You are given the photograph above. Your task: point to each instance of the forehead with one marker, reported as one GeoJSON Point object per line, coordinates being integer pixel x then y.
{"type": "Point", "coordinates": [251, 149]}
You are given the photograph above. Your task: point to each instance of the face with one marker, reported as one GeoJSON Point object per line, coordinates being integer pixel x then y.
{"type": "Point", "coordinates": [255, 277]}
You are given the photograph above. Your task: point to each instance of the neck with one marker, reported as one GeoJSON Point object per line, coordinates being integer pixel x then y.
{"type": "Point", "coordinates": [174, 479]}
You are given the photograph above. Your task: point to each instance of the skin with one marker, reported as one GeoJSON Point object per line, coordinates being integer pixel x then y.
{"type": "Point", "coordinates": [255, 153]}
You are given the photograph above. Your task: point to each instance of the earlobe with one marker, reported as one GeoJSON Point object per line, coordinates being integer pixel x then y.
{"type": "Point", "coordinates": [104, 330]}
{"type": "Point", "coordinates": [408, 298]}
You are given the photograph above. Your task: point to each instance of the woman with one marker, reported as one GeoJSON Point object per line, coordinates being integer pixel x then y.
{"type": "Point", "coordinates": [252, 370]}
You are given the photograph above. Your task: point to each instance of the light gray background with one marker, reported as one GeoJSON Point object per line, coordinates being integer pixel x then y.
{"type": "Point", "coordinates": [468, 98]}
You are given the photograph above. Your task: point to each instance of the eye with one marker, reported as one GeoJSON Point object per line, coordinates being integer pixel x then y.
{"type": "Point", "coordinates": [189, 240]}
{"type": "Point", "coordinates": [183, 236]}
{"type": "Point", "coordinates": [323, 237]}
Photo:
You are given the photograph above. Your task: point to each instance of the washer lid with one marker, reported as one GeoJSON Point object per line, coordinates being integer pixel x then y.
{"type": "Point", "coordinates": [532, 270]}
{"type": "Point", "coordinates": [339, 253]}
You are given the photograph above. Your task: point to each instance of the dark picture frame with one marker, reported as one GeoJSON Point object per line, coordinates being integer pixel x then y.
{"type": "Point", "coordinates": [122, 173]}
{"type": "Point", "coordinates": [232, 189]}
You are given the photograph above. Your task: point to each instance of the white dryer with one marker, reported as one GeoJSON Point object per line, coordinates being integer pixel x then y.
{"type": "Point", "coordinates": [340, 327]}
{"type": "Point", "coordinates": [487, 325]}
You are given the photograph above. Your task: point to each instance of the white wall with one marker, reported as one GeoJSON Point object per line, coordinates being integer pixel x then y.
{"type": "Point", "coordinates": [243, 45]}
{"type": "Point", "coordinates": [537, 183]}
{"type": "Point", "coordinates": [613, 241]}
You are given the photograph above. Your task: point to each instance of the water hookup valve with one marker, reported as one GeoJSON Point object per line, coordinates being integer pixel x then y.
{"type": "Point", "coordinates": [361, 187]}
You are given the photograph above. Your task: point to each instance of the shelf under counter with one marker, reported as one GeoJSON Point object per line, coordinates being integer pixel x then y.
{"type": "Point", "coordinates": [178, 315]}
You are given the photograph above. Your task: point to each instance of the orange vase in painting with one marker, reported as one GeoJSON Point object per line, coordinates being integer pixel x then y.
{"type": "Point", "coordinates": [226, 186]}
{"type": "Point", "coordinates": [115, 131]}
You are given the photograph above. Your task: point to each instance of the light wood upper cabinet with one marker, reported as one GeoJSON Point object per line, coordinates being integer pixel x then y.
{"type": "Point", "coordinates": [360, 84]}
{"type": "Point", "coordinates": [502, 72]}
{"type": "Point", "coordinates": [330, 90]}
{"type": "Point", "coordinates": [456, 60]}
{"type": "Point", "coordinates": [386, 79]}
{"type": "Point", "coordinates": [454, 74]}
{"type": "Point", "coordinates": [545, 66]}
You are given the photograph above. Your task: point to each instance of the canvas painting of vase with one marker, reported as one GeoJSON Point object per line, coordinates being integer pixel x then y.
====
> [About this exercise]: The line with "the light wood" through the last line of the data: write these out exactly, and no others.

> [Response below]:
You are given the photograph above. Your task: point to each instance of the light wood upper cabinet with one marker, reported as one GeoJSON Point object per line, coordinates being integer pixel x then y.
{"type": "Point", "coordinates": [360, 84]}
{"type": "Point", "coordinates": [502, 72]}
{"type": "Point", "coordinates": [330, 90]}
{"type": "Point", "coordinates": [456, 60]}
{"type": "Point", "coordinates": [386, 79]}
{"type": "Point", "coordinates": [454, 74]}
{"type": "Point", "coordinates": [545, 66]}
You are given the photograph above. Your task: point to each instance of the canvas painting of vase with one marker, reported as one GeoJSON Point object per line, coordinates being integer pixel x then y.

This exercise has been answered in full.